SET EXERCISE => Could you copy out each of the records below word for word?

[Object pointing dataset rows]

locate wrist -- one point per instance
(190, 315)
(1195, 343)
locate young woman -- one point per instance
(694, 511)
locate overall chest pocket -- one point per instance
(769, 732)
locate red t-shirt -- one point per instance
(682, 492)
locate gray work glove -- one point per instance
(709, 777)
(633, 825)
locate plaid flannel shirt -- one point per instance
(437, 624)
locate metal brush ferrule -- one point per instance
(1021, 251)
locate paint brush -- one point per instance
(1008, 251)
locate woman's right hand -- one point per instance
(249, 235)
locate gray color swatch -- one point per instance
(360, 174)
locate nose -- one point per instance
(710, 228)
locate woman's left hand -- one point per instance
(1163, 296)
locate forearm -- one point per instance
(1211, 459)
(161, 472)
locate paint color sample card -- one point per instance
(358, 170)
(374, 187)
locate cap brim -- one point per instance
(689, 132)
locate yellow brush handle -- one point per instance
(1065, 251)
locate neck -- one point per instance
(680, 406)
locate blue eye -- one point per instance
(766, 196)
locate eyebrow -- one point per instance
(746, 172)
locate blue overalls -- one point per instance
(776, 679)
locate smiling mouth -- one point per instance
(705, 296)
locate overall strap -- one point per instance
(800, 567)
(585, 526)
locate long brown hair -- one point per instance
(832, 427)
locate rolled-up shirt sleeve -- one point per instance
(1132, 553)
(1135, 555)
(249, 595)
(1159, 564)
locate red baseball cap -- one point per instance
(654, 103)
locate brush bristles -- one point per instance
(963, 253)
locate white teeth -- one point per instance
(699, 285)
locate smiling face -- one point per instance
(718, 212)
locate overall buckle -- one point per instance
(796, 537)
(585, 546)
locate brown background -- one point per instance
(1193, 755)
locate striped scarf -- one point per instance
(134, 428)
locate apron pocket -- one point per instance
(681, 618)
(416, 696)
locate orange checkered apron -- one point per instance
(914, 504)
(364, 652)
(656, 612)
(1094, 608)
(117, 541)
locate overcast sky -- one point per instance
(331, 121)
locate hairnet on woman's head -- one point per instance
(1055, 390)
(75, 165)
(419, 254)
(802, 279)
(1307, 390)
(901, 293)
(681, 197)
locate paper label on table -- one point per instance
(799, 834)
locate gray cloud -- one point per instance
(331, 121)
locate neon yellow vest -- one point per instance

ANSWER TO THIS TASK =>
locate wrist -- one point per instance
(190, 315)
(1195, 343)
locate young woman -- one point per instance
(694, 511)
locate overall chest pocket -- one point per instance
(769, 732)
locate red t-shirt -- one point per instance
(682, 492)
locate gray work glove -- one point per instance
(709, 777)
(633, 825)
locate plaid flannel shirt -- one point per instance
(437, 624)
locate metal brush ferrule -- one point per instance
(1021, 251)
locate paint brush -- one point per instance
(1008, 251)
locate woman's right hand -- one point per instance
(249, 235)
locate gray color swatch -- one point per instance
(360, 174)
locate nose -- one point per instance
(710, 228)
locate woman's left hand -- one point per instance
(1163, 296)
locate forearm -- one point per instance
(1211, 459)
(161, 472)
locate paint color sample card -- one point per instance
(358, 170)
(374, 187)
locate cap brim -- one point per instance
(689, 132)
locate yellow brush handle -- one point per instance
(1065, 251)
locate neck -- one point per instance
(680, 406)
locate blue eye -- one point per instance
(766, 196)
locate eyebrow -- one point per instance
(746, 172)
locate blue overalls -- one point per instance
(776, 679)
locate smiling mouth -- one point per instance
(705, 296)
locate overall strap -- one point per instance
(800, 567)
(585, 526)
locate long brown hair -- one point per instance
(832, 427)
locate rolled-up shirt sleeve -- one point per instance
(1132, 553)
(1135, 555)
(249, 595)
(1159, 564)
locate red baseball cap -- one point per instance
(654, 103)
locate brush bristles -- one point per instance
(963, 253)
locate white teeth -- one point per instance
(699, 285)
locate smiling face -- one point per instance
(718, 212)
locate overall buckle -- one point per instance
(796, 537)
(585, 546)
locate brown background -- one point per instance
(1193, 755)
locate striped scarf -- one point per instance
(134, 428)
locate apron pocket -- one point per instance
(681, 618)
(416, 696)
locate orange checkered apron -- one point per instance
(914, 504)
(364, 652)
(656, 612)
(1094, 608)
(117, 541)
locate overcast sky -- one point per instance
(331, 121)
locate hairnet on woman's head -- one point per instance
(1055, 390)
(75, 165)
(419, 254)
(802, 279)
(1307, 390)
(901, 293)
(681, 197)
locate paper label on table -- one point per instance
(799, 834)
locate gray cloud -- one point per instance
(331, 121)
locate neon yellow vest -- one point per instance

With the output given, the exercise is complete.